• [EXERCISE]
Below you will find a set of lines. Repeat them all exactly.

[Text-to-region grounding data]
————————
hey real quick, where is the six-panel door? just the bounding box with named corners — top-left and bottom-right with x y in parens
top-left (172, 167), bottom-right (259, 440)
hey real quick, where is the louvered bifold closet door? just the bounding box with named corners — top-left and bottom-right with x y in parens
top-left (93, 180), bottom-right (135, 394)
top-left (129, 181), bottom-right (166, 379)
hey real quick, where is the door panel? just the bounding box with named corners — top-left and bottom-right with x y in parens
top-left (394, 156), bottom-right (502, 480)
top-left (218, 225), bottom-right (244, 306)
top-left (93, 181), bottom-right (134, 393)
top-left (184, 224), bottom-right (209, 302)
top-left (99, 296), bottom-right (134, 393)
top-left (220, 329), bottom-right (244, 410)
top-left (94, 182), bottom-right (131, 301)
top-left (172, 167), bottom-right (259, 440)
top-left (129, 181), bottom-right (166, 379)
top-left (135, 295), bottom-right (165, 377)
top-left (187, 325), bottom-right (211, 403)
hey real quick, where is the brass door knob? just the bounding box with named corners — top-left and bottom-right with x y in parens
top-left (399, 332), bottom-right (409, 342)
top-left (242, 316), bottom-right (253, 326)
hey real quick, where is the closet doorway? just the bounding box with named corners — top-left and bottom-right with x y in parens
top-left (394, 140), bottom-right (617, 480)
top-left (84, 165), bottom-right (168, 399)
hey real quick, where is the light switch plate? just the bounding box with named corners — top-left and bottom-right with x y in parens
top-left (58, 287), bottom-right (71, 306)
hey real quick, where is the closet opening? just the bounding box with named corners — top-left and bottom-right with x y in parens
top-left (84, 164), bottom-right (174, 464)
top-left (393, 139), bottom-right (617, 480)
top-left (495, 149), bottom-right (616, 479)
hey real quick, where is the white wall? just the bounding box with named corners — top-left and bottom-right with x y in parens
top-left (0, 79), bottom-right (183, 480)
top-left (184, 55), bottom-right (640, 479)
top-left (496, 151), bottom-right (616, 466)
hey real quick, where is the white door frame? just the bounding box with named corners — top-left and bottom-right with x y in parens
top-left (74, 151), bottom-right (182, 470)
————————
• [ANSWER SECTION]
hey real quick, where is the six-panel door? just the bounding box with named corners — top-left and bottom-right with x y in parens
top-left (172, 167), bottom-right (259, 440)
hey real quick, where is the louvered bifold closet door? just the bounding box with named corners — top-left and bottom-right with x y in parens
top-left (93, 180), bottom-right (135, 394)
top-left (129, 181), bottom-right (166, 379)
hey real quick, where is the door panel? just the bounding box with named corners — top-left and bottom-right with x y in parens
top-left (394, 156), bottom-right (502, 480)
top-left (218, 225), bottom-right (244, 306)
top-left (93, 181), bottom-right (134, 393)
top-left (184, 224), bottom-right (209, 302)
top-left (99, 296), bottom-right (134, 393)
top-left (220, 329), bottom-right (244, 410)
top-left (94, 182), bottom-right (131, 301)
top-left (172, 167), bottom-right (259, 440)
top-left (129, 181), bottom-right (166, 379)
top-left (135, 295), bottom-right (165, 377)
top-left (187, 325), bottom-right (211, 403)
hey real quick, where is the brass door knob? just the bounding box with named corners — top-left and bottom-right with x y in parens
top-left (399, 332), bottom-right (409, 342)
top-left (242, 316), bottom-right (253, 326)
hey real quick, where is the closet doorway? just the bounding box with named corners — top-left and bottom-right with x y in parens
top-left (394, 140), bottom-right (617, 480)
top-left (84, 165), bottom-right (168, 399)
hey real quick, where is the light switch plate? just the bounding box with named corners — top-left and bottom-right with x y in parens
top-left (58, 287), bottom-right (71, 306)
hey real quick, where is the closet opening? just the bounding box with named corners — top-left and bottom-right with x y in parens
top-left (84, 164), bottom-right (174, 464)
top-left (393, 139), bottom-right (617, 480)
top-left (495, 149), bottom-right (616, 479)
hey real quick, where is the white wall? just the bounding box with named corners — top-left and bottom-right with x y in parens
top-left (0, 79), bottom-right (183, 480)
top-left (184, 55), bottom-right (640, 479)
top-left (496, 151), bottom-right (616, 466)
hey real quick, where is the white door frame? just the bounding box with named corners — top-left and bottom-right with x y in parens
top-left (74, 151), bottom-right (182, 470)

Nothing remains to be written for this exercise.